Shortly after taking office as premier, Davis announced that his government would not permit continuing construction of the rest of the Spadina Expressway into downtown Toronto (an initiative that had been unpopular with many of the area's residents). The "Davis ditch", the section of Allen Road south of Lawrence Avenue was nicknamed in his honour. He also rejected a proposal to grant full funding to Ontario's Catholic high schools, which some regarded as an appeal to the Progressive Conservative Party's rural Protestant base. Davis's team ran a professional campaign in the 1971 provincial election, and was rewarded with an increased majority government.

Davis's first full term as premier was by most accounts his least successful, with public confidence in his government weakened by a series of scandals. There were allegations that the Fidinam Company had received special consideration for a Toronto development program in return for donations to the Progressive Conservative Party. In 1973, it was revealed that Davis' friend Gerhard Moog had received a valuable untendered contract for the construction of Ontario Hydro's new head office and related projects. Attorney General Dalton Bales, Solicitor General John Yaremko and Treasurer McKeough were all accused of conflicts-of-interest relating to government approval for developments on properties they owned. The government was cleared of impropriety in all cases, but its popular support nonetheless declined. The Conservatives lost four key by-elections in 1973 and 1974.

On the policy front, the Davis administration introduced regional governments for Durham, Hamilton-Wentworth, Haldimand-Norfolk, and Waterloo but shelved further plans in response to popular protests. The government was also forced to cancel a planned 7% energy tax in 1973 following protests from the Progressive Conservative backbench. In the buildup to the 1975 provincial election, Davis imposed a ninety-day freeze on energy prices, temporarily reduced the provincial sales tax from 7% to 5%, and announced rent controls for the province.

The 1975 campaign was far bitterer than that of 1971, with Davis and Liberal leader Robert Nixon repeatedly hurling personal insults at one another. Polls taken shortly before the election had the Liberals in the lead. The Progressive Conservatives won only 51 seats out of 125, but were able to remain in power with a minority government. The New Democratic Party (NDP) won 38 seats under the leadership of Stephen Lewis, while Nixon's Liberals finished third with 36. Soon after the election, Davis hired Hugh Segal as his legislative secretary.

Davis appointed right-wingers Frank Miller and James Taylor to key cabinet portfolios after the election, but withdrew from a proposed austerity program following a negative public response. In 1977, he introduced a policy statement written by Segal which became known as the "Bramalea Charter", promising extensive new housing construction for the next decade. Davis called a snap election in 1977, but was again returned with only a minority. The Progressive Conservatives increased their standing to 58 seats, against 34 for the Liberals and 33 for the NDP.

The Conservatives remained the dominant party after the 1975 and 1977 elections due to the inability of either the New Democrats or the Liberals to become the clear alternative. The Conservatives were able to stay in power due to the competition between both opposition parties. As there was no serious consideration of a Liberal-NDP alliance after both campaigns, Davis was able to avoid defeat in the legislature by appealing to other parties for support on particular initiatives. His government often moved to the left of the rural-based Liberals on policy issues. The opposition parties had also undergone leadership changes; Nixon and Lewis, who had posed a strong challenge to Davis, resigned after the 1975 and 1977 elections, respectively. Nixon's successor Stuart Lyon Smith proved unable to increase Liberal support, while new NDP leader Michael Cassidy lacked the support of the party establishment and could not measure up to Lewis's charismatic and dynamic figure.

++++++++++

Your instructions. According to the passage on Davis's years as premier, which regional governments did his administration introduce? List each one. The data that comes next has no connection to the passage on Davis's years as premier.

++++++++++

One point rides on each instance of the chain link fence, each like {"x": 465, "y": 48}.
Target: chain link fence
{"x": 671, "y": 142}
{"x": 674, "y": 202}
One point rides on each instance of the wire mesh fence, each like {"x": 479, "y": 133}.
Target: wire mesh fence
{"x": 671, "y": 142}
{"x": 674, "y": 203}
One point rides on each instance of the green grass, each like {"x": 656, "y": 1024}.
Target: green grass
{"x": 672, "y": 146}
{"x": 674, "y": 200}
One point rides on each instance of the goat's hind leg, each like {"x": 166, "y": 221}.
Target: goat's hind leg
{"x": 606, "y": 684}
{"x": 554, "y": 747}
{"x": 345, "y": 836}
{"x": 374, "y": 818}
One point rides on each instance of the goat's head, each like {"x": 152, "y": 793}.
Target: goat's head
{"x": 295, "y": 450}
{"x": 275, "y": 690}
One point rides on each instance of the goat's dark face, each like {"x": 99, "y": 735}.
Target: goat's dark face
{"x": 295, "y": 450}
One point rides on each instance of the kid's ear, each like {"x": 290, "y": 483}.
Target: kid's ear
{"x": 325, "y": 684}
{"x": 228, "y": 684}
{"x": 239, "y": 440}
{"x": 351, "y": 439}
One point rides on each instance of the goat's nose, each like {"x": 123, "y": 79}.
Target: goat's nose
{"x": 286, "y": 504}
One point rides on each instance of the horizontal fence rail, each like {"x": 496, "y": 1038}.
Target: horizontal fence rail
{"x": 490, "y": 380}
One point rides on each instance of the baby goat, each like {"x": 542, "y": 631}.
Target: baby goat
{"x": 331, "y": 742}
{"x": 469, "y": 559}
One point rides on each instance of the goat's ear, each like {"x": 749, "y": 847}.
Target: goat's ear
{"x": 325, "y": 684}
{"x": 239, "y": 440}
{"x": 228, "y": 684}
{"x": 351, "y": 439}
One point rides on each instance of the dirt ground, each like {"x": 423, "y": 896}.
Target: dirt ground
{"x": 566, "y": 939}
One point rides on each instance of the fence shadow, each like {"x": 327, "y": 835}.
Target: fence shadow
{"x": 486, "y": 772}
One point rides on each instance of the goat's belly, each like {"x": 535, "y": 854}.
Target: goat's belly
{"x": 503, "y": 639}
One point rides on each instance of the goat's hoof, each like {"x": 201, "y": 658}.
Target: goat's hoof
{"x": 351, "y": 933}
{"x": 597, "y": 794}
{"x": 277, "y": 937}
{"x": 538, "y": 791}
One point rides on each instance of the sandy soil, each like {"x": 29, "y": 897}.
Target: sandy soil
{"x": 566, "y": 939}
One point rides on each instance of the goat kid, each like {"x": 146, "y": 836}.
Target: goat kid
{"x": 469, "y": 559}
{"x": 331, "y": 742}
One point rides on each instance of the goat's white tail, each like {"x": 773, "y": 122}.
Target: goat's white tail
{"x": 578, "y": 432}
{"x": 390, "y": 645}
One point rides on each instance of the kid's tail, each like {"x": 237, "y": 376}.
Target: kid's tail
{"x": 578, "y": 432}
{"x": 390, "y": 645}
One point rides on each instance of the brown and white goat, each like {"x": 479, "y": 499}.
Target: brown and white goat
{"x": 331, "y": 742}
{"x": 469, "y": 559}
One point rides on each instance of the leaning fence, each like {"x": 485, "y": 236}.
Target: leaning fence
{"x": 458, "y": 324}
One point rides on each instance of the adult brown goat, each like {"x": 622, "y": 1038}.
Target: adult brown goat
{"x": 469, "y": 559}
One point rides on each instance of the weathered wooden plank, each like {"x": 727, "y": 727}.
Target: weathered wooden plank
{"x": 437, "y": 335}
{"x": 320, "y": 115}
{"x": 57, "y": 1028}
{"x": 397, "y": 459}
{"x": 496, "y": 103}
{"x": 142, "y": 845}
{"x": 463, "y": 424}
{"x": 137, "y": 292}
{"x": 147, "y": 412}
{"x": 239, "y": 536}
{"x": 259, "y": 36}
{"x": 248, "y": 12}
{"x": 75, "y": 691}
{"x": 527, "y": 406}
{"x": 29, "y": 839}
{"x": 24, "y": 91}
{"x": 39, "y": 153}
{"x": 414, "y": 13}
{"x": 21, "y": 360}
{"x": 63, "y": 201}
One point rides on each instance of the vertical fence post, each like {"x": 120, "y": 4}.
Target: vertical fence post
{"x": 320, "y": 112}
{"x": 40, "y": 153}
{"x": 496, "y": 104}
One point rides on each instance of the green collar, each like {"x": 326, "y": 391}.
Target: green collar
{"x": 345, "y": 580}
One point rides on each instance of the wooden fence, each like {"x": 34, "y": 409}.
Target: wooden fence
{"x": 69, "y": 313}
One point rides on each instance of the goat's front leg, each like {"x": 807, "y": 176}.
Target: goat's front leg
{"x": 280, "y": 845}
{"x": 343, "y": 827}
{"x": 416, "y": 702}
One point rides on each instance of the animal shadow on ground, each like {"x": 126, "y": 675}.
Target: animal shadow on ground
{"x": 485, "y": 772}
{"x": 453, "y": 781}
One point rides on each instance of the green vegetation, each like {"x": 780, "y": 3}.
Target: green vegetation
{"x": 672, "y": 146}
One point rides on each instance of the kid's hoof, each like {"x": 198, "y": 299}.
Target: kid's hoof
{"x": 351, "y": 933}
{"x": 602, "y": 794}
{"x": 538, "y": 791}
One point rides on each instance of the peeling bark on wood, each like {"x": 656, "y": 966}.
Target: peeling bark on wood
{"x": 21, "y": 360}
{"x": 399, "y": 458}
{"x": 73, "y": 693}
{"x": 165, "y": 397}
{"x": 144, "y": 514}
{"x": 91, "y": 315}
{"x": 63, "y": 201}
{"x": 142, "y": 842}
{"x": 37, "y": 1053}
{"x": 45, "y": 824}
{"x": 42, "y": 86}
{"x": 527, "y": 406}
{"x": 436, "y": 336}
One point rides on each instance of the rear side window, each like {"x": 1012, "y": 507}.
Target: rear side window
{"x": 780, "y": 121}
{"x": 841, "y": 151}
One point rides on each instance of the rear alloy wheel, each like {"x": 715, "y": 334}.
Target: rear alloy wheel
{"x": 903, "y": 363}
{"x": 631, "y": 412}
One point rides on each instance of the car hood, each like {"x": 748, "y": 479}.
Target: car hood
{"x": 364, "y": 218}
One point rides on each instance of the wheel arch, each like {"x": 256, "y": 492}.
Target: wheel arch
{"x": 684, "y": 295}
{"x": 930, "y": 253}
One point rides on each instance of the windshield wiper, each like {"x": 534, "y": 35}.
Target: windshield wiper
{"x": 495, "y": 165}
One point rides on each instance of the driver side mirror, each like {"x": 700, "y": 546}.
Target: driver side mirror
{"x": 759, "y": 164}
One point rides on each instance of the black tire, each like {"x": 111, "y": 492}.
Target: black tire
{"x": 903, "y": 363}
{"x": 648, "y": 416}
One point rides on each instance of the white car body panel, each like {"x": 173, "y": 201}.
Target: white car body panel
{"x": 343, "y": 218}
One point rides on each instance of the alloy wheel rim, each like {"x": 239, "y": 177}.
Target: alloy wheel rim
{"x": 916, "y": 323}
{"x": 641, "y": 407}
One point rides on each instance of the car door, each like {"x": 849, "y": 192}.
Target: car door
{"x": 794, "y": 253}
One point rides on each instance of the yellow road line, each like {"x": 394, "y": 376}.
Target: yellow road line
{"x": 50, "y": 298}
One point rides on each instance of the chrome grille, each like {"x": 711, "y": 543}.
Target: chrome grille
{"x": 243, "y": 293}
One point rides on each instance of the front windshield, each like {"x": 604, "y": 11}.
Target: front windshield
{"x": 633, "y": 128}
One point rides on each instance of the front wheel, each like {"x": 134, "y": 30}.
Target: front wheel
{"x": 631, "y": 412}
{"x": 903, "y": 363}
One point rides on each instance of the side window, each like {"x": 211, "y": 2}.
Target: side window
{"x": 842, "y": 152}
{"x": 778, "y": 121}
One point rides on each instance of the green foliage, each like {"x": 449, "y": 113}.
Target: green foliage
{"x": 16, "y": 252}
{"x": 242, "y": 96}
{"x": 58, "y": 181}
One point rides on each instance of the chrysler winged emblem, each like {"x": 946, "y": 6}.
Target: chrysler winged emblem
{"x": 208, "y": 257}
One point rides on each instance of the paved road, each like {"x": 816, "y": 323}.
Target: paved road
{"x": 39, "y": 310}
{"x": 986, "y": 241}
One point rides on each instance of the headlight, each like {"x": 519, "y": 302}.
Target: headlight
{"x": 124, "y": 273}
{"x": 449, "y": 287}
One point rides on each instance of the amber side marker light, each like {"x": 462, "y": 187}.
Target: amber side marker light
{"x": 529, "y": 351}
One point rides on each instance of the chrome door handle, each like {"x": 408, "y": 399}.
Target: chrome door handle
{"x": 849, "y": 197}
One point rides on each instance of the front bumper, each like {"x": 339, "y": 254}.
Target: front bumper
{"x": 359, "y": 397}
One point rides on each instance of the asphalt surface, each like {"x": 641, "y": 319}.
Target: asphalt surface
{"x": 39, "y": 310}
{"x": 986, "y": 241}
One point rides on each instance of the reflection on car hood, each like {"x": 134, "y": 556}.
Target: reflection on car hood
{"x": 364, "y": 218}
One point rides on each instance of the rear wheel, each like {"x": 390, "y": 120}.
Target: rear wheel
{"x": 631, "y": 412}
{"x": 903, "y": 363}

++++++++++

Complete output.
- Durham
- Hamilton-Wentworth
- Haldimand-Norfolk
- Waterloo